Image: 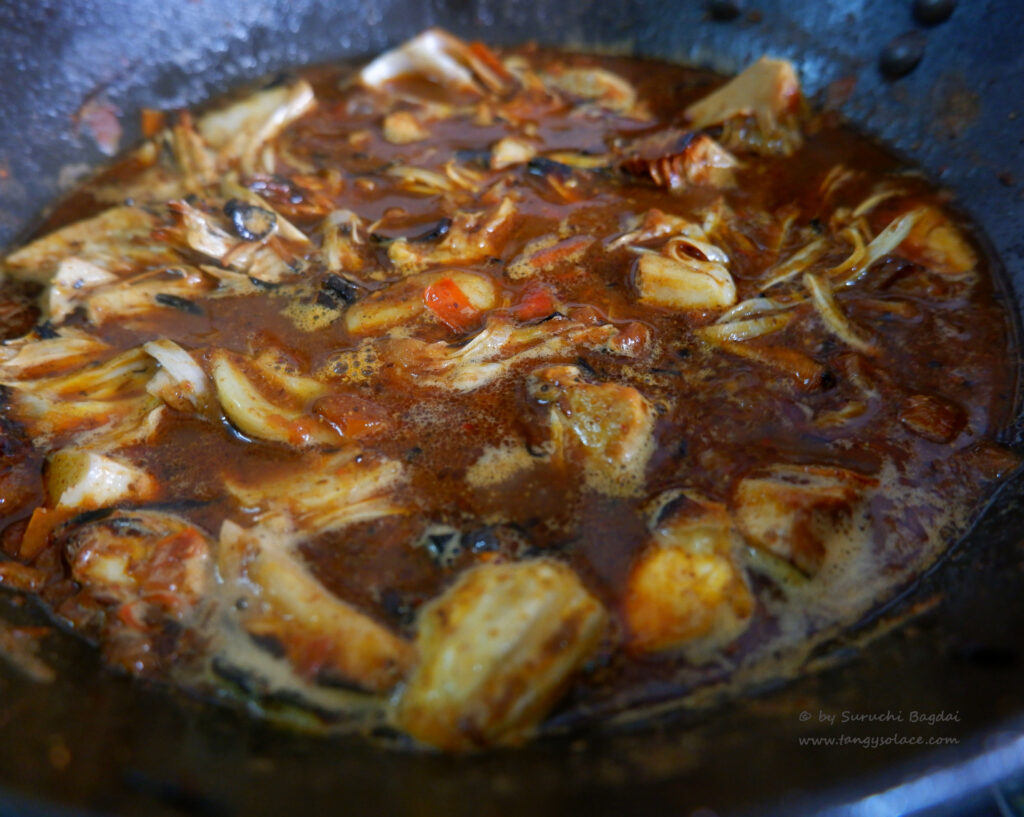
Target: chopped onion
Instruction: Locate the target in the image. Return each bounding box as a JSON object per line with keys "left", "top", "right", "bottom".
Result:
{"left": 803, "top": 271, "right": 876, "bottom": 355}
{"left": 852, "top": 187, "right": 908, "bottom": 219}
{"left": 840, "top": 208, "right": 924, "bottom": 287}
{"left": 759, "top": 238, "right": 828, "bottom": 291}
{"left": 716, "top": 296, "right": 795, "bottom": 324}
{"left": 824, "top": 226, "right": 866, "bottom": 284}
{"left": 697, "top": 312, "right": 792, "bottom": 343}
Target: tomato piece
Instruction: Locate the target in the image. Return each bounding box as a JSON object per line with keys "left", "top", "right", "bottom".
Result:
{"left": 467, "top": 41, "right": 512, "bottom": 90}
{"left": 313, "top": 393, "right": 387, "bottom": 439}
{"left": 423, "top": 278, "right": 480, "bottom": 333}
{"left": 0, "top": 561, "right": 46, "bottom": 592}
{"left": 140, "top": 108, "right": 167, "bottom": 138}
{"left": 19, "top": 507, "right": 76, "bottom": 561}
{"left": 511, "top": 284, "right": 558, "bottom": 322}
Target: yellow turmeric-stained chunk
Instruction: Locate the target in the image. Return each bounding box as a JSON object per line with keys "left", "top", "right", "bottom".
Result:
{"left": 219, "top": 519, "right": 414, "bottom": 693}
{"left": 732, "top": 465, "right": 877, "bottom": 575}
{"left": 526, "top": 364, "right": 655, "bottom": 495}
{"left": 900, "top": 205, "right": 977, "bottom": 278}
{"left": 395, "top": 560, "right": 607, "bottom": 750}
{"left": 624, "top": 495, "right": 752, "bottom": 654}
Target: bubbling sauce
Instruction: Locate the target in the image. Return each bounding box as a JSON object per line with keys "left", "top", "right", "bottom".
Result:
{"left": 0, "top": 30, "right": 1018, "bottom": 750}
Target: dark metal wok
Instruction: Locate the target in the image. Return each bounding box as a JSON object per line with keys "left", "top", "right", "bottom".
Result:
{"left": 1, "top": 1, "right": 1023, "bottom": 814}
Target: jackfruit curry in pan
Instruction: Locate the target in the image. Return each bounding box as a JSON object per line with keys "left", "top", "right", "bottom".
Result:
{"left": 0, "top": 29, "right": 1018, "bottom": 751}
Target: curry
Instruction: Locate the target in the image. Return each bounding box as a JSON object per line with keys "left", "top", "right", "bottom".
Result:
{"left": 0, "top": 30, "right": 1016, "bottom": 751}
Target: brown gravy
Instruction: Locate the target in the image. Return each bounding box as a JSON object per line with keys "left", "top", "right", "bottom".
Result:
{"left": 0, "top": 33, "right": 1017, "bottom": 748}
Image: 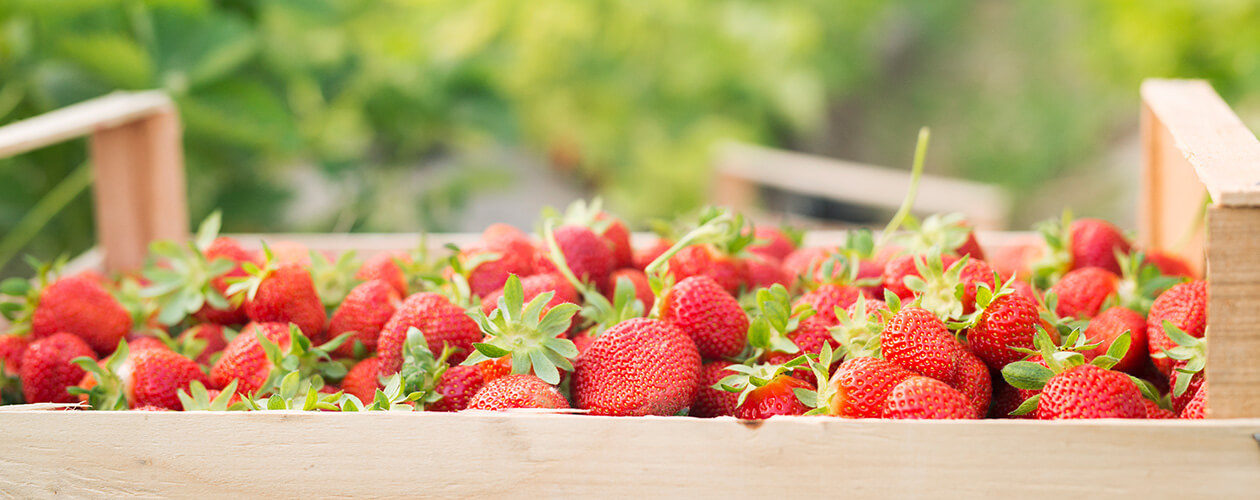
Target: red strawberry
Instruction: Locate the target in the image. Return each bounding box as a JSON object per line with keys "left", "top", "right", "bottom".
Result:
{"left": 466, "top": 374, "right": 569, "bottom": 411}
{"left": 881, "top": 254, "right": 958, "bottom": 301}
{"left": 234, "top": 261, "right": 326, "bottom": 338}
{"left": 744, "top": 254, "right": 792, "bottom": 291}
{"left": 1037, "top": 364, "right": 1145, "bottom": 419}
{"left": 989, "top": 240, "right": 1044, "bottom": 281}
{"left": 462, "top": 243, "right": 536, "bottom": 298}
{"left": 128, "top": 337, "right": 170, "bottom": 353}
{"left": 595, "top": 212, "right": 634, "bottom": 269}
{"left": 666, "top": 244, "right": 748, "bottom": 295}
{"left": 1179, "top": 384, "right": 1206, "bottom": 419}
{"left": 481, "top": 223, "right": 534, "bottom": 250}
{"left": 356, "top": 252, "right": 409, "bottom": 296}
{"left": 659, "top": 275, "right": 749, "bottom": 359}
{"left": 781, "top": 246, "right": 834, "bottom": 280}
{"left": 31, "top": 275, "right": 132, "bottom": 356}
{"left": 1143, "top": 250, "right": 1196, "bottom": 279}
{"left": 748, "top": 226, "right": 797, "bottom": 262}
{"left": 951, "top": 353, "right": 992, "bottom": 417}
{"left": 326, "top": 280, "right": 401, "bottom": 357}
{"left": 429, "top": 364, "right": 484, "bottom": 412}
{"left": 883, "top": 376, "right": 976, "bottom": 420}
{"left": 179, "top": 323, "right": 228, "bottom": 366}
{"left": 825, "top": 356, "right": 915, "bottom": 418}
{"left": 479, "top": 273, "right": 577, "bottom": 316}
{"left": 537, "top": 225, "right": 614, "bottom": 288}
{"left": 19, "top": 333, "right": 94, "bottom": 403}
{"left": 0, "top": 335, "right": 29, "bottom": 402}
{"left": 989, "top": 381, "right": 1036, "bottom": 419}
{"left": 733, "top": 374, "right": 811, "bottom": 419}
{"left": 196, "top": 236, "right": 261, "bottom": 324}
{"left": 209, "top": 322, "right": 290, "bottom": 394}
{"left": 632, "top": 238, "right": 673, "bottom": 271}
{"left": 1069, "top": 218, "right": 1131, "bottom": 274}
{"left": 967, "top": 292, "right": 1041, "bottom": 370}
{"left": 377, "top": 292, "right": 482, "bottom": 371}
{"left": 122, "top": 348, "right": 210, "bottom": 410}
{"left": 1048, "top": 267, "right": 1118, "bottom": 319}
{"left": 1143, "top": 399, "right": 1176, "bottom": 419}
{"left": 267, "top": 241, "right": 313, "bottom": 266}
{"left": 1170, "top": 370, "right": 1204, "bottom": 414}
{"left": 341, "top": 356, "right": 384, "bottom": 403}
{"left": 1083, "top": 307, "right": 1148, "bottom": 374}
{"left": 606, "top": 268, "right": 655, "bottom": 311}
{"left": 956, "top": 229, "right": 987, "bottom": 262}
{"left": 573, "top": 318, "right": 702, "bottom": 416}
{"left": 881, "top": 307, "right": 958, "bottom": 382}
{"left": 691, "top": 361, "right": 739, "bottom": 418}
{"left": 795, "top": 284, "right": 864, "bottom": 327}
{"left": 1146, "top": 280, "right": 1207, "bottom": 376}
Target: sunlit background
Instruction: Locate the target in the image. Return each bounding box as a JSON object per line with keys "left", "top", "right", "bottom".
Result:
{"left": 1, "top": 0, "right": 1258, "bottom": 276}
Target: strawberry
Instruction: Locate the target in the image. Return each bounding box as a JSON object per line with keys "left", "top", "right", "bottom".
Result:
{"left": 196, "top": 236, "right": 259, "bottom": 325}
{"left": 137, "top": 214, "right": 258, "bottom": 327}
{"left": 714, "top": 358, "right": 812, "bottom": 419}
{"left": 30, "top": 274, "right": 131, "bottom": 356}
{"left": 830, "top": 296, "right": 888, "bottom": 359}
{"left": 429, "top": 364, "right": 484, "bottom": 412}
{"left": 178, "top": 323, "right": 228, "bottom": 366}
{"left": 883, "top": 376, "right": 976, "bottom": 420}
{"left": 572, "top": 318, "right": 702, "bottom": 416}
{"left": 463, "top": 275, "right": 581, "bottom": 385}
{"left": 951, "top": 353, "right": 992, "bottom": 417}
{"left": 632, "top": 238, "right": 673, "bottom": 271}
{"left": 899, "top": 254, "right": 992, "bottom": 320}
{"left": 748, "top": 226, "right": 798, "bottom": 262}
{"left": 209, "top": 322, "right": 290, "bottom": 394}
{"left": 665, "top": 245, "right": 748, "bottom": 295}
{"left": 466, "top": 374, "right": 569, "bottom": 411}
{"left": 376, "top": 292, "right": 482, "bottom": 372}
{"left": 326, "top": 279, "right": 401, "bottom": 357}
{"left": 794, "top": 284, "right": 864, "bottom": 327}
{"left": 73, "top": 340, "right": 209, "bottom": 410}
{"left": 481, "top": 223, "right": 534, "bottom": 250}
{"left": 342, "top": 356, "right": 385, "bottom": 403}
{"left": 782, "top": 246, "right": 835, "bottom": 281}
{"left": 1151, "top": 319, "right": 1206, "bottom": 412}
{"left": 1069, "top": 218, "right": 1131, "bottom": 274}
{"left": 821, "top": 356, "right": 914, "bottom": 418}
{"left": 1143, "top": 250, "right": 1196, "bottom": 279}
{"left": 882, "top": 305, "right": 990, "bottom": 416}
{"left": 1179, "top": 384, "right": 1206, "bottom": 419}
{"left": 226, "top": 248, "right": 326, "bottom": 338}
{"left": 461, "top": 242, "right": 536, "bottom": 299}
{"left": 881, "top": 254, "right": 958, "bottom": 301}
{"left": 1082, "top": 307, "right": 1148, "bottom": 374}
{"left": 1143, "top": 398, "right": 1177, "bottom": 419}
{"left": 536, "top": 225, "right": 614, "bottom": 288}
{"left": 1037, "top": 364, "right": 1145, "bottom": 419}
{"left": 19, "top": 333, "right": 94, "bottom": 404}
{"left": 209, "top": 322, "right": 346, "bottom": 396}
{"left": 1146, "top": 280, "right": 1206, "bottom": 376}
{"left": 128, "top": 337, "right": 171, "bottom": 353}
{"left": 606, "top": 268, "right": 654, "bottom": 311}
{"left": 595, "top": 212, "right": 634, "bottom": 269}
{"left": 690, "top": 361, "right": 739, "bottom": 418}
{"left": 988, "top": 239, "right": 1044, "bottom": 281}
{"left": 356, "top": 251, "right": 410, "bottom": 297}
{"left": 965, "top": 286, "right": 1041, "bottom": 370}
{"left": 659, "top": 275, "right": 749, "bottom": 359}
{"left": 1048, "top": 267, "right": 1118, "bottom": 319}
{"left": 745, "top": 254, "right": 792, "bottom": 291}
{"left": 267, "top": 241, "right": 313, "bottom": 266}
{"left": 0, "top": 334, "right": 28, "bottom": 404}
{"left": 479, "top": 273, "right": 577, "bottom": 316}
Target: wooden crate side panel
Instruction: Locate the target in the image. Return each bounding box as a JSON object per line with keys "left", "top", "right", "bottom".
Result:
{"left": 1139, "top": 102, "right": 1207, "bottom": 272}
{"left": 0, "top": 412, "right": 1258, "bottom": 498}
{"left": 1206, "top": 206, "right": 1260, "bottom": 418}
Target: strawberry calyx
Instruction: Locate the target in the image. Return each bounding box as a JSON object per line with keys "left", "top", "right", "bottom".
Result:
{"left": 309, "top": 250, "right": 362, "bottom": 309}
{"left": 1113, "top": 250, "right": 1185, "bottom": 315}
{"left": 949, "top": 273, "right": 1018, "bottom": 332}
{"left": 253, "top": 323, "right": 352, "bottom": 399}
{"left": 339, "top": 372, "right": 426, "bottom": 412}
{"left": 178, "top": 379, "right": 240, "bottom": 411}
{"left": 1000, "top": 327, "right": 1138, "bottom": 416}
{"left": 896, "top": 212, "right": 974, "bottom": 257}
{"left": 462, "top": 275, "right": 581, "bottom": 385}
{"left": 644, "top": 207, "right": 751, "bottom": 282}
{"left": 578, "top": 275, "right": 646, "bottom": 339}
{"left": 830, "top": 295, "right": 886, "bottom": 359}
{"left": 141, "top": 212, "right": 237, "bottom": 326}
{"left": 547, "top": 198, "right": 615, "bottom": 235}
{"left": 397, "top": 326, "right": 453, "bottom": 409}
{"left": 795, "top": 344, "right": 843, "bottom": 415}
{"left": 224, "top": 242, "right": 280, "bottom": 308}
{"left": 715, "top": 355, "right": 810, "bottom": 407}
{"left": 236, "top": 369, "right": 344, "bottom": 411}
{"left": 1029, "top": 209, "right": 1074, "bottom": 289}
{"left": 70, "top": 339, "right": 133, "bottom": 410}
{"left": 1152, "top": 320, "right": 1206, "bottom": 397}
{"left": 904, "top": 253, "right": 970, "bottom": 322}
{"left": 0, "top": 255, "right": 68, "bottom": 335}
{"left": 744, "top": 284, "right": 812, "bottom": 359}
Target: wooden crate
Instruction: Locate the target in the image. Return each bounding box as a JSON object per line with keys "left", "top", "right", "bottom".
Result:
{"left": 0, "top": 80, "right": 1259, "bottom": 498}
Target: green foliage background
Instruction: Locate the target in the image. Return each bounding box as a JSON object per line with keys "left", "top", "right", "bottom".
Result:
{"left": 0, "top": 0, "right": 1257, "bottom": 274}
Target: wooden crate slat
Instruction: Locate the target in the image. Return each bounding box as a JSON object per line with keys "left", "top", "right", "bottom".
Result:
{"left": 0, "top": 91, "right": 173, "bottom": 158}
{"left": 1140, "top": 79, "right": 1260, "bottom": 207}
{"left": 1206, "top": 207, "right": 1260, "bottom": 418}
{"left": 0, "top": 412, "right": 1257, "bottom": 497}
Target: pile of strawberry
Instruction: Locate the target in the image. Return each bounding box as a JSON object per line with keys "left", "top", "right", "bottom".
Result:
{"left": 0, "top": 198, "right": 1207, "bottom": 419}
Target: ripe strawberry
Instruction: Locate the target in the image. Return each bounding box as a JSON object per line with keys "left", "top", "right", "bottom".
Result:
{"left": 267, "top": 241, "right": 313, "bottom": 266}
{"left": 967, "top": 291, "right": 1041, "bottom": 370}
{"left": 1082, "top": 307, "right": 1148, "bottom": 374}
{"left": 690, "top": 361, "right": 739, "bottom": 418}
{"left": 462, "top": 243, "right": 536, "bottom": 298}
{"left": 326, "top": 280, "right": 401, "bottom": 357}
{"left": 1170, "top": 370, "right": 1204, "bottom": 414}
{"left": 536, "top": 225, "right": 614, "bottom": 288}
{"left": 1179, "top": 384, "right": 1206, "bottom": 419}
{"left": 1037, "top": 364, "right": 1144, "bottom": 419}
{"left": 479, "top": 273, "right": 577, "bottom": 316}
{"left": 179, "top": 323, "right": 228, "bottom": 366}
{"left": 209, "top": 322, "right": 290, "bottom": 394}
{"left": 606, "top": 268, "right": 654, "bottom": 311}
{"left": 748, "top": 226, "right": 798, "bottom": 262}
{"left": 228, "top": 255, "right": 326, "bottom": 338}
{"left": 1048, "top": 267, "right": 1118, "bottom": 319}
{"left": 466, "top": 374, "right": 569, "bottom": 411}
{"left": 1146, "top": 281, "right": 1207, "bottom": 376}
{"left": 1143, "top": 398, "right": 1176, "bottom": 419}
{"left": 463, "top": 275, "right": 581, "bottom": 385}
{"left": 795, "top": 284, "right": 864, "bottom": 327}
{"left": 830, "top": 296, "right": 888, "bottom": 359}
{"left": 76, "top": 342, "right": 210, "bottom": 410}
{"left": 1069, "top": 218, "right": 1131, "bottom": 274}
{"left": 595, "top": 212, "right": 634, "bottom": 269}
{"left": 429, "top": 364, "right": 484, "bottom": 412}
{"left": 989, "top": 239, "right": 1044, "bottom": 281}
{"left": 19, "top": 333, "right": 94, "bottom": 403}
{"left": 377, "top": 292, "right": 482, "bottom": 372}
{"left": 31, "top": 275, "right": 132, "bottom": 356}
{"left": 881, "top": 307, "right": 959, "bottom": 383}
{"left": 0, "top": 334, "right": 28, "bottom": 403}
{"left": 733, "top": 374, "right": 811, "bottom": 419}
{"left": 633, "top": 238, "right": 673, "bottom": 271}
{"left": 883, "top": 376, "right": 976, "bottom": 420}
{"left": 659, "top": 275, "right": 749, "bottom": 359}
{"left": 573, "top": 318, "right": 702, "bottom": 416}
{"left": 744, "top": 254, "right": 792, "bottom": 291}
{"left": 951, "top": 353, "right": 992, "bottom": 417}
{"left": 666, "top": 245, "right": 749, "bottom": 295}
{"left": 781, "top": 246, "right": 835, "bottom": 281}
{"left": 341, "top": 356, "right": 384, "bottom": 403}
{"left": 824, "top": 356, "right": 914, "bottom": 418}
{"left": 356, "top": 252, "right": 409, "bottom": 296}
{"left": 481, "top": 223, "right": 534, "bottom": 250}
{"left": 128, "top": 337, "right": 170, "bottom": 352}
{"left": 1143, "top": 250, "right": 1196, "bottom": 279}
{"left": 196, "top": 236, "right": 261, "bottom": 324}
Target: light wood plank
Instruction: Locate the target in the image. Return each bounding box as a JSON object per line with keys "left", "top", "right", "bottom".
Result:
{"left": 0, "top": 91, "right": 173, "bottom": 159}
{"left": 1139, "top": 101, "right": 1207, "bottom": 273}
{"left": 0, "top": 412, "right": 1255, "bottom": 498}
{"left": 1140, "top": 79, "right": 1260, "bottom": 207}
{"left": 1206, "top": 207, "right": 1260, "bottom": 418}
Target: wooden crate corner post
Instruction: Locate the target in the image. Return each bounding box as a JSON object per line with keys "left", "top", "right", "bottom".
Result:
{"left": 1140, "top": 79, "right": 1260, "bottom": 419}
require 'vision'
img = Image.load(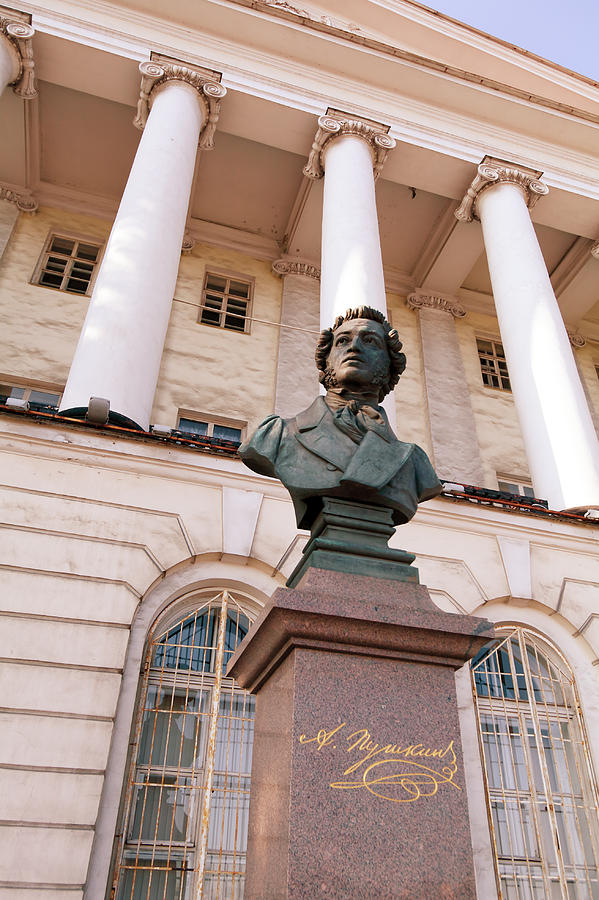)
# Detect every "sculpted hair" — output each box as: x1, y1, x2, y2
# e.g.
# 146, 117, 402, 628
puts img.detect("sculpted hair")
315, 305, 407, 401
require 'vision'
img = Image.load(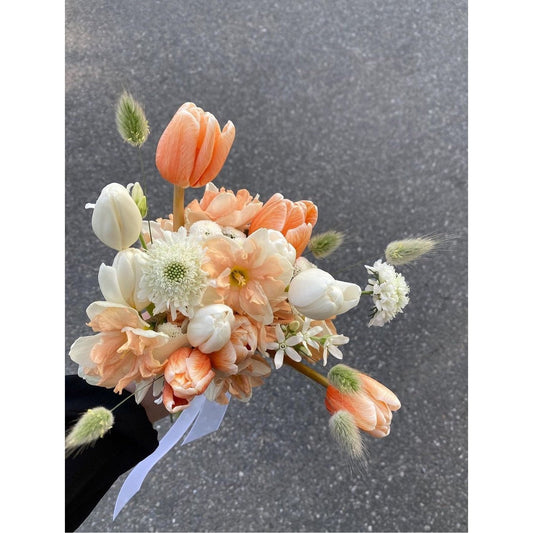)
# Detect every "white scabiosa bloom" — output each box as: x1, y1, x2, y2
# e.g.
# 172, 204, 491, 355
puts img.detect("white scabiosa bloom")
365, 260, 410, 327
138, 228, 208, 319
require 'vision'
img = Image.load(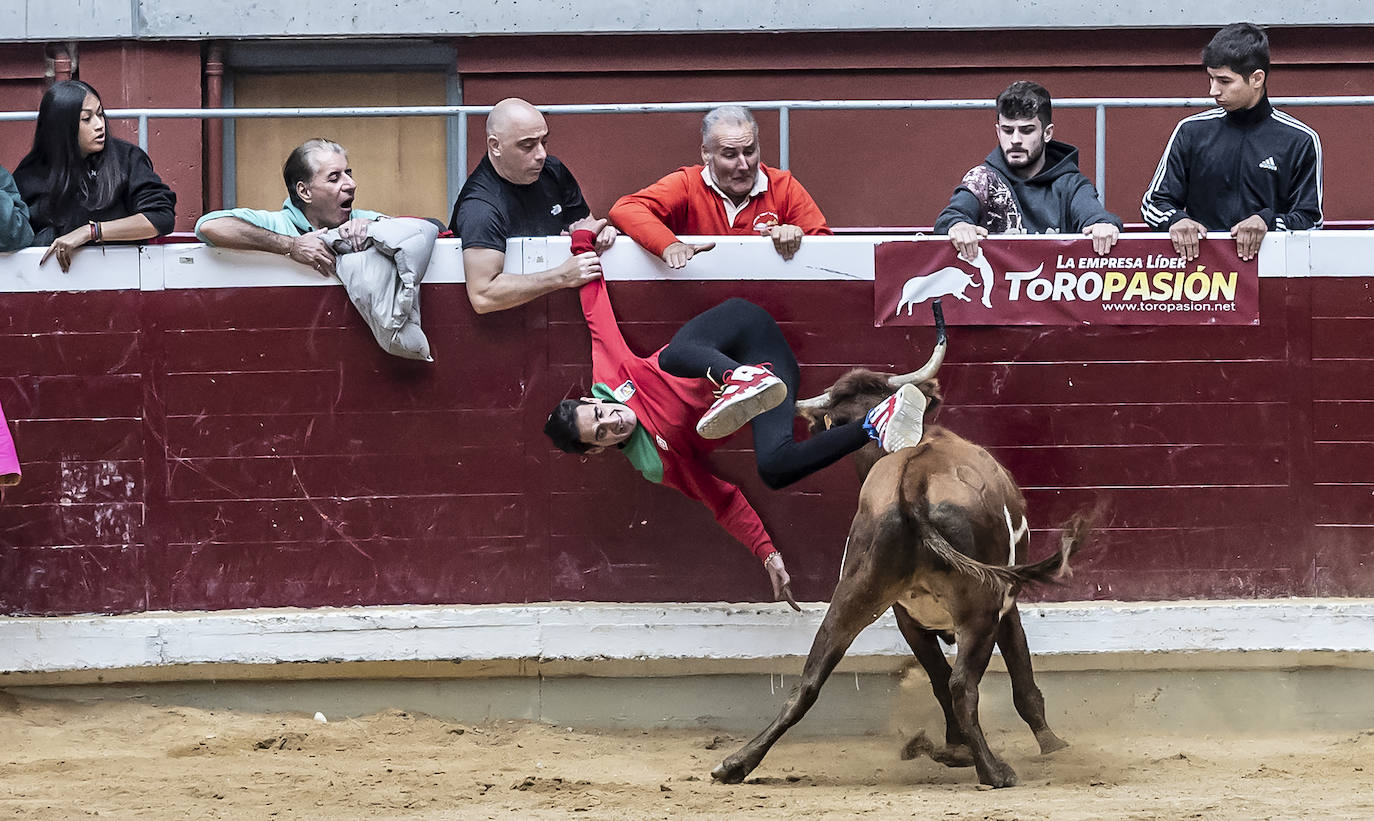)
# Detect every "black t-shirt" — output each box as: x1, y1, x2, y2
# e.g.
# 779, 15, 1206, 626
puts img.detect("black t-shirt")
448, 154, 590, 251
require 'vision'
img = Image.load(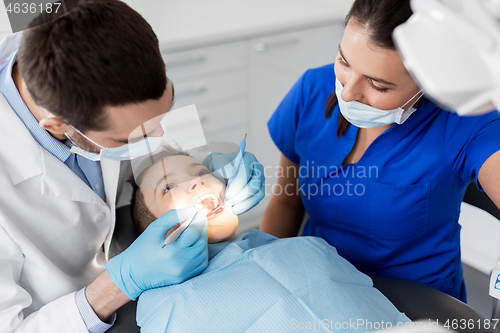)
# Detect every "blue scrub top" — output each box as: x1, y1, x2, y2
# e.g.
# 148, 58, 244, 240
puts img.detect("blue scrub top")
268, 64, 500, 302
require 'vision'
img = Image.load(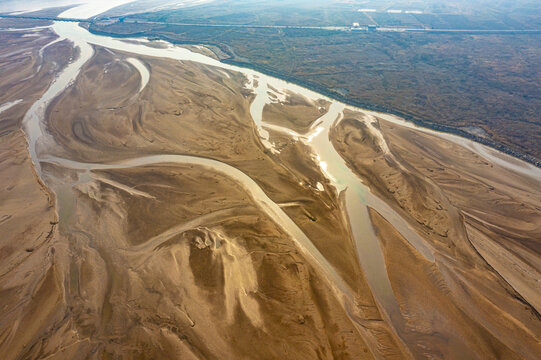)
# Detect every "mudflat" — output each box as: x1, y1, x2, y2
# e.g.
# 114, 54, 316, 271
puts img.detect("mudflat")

━━━━

● WORK ORDER: Go through the listing above and find each line containing the string "background"; copy those lines.

● TASK OUTPUT:
Target: sunlit background
Target: green foliage background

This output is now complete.